- [TASK TO COMPLETE]: Output the line containing "Target = man with glasses" and all subsequent lines of the listing below, copied exactly, with no other lines.

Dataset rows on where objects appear
........
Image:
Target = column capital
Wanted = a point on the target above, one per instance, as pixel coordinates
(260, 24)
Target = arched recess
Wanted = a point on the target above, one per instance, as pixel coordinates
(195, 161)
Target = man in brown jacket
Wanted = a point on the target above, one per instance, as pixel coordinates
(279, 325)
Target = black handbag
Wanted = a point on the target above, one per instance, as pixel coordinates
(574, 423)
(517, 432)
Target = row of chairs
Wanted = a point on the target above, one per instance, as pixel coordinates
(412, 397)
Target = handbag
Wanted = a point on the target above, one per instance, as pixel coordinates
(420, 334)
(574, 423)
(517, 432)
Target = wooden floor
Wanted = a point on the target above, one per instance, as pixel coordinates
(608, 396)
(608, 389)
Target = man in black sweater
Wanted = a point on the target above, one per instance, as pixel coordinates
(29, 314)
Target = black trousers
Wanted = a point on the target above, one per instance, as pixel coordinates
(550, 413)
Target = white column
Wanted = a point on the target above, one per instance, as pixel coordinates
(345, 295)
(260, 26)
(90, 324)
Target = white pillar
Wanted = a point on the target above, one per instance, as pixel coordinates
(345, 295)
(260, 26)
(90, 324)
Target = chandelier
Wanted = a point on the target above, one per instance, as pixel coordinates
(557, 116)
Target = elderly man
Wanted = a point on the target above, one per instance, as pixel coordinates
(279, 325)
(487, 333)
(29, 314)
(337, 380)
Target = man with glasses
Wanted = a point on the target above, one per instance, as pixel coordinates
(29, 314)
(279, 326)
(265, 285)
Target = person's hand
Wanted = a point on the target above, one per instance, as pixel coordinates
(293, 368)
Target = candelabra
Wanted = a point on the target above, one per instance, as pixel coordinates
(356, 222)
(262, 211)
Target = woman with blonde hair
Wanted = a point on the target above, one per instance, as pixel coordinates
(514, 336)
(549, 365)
........
- [ANSWER TO THIS TASK]:
Target = man with glasses
Wanted = a point on the target above, one per instance, as pixel coordinates
(29, 314)
(279, 326)
(265, 285)
Target = person's hand
Wanted = a point on the target above, one per instance, as pixel coordinates
(293, 368)
Target = candelabra
Wanted = a point on the target above, one per instance, as pixel coordinates
(356, 222)
(262, 211)
Target = woman with blonde hair
Wanted = a point on the target above, one per instance, as pixel coordinates
(514, 336)
(549, 365)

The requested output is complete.